Но даже это не охладило безграничной любви Ульриха! Дама объяснилась с ним, он продолжал писать ей стихи, и так продолжалось до роковой катастрофы. Что совершила мастерица флирта рыцарской эпохи, из дневника выяснить нельзя, но поступок ее был необыкновенно жесток, ибо Ульрих пишет, что это уже нельзя простить и что он отказывается от службы этой госпоже, "потому что только глупец может до бесконечности служить там, где нечего и рассчитывать на награду ".
Значит, странствующий рыцарь любви считал самого себя умным человеком362.
ЗАКАТ "MINNE" И ГАЛАНТНОСТЬ
Прекрасным, идеально прекрасным было неземное обожание, с которым феодальные рыцари относились к женщине, но своими крайностями они настолько натянули струну романтики, что в конце концов она лопнула. Закованные в доспехи, бородатые, перебирающие струны лютни дети постепенно повзрослели и поняли, что поднятая на пьедестал женщина остается женщиной, и, больше того, даже и не из лучших.
Тангейзер, - не легендарный, а живший в действительности в 1240-1270 годы Тангейзер363, - уже бунтует против женского ига, в своих стихах он отважно высмеивает события эпохи рыцарства.
Treuer Dienst der is gut.
Den man schonen Frauen thut,
Верная служба тогда хороша,
если прекрасна твоя госпожа,
- поет Тангейзер, а затем перечисляет, какие условия выдвигает обожаемая госпожа для получения награды. Ей надо построить дворец из слоновой кости; из Галилеи364 ей надо доставить гору, на которой когда-то сидел Адам; кроме того, ей надо принести чашу Грааля, а также яблоко, которое Парис вручил Венере365. После всего этого можно было ожидать самую сладкую награду. Но если рыцарь не сможет быстро найти Ноев ковчег, его ожидает вечный гнев. Прекрасная, Чистая, Добрая совсем по-другому выглядит в глазах Тангейзера.
........
ЗАДАНИЯ:
• A. Перечислите все, что, по тексту о рыцарской любви, госпожа в стихах Тангейзера требует построить, доставить, принести или найти.
• B. Продолжите текст о рыцарской любви, начиная сразу после его последнего предложения.

СОБРАННЫЕ ДАННЫЕ:
........
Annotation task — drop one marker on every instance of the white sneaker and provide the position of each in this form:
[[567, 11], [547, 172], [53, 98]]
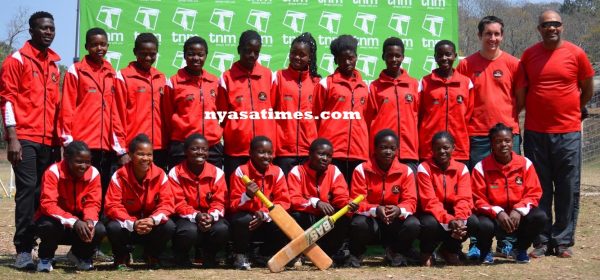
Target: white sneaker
........
ОТВЕТЫ К ЗАДАНИЯМ:
• A.
- Дворец из слоновой кости
- Гору из Галилеи, на которой когда-то сидел Адам
- Чашу Грааля
- Яблоко, которое Парис вручил Венере
- Ноев ковчег

• B.
Ja Dank sei ihr, ihr Nam ist gute.
Hei bei! Es blieb zu fern ihr einst die scharfe Rute.
Ее имя - Добрая; ой, спасибо ей.
Почему же розги, ой, не ударили по ней.
Тангейзер ходил с открытыми глазами в отличие от ослепленных любовью миннезингеров. Он ясно видел, что то, что рыцарь считает роковой любовной связью, для женщины было только игрой в любовь, на современном языке флиртом.
Sprech ich ein Ja, sie saget Nein,
So stimmen stets wir uberein.
Если мне - Да, то ей - Нет,
Так реагируем мы в ответ.
Период "Minne " постепенно приближался к своему закату. Полнокровный представитель эпохи Ренессанса смеялся над бесплотным томлением и искал в любви более реальные радости. Само слово "Minne" тоже утеряло свое прежнее значение. Серьезный немецкий научный труд с грустью пишет об этом: "Начиная с XV века благородное значение слова "Minne" постепенно огрублялось, и его начали использовать только для определения отвратительных физических наслаждений".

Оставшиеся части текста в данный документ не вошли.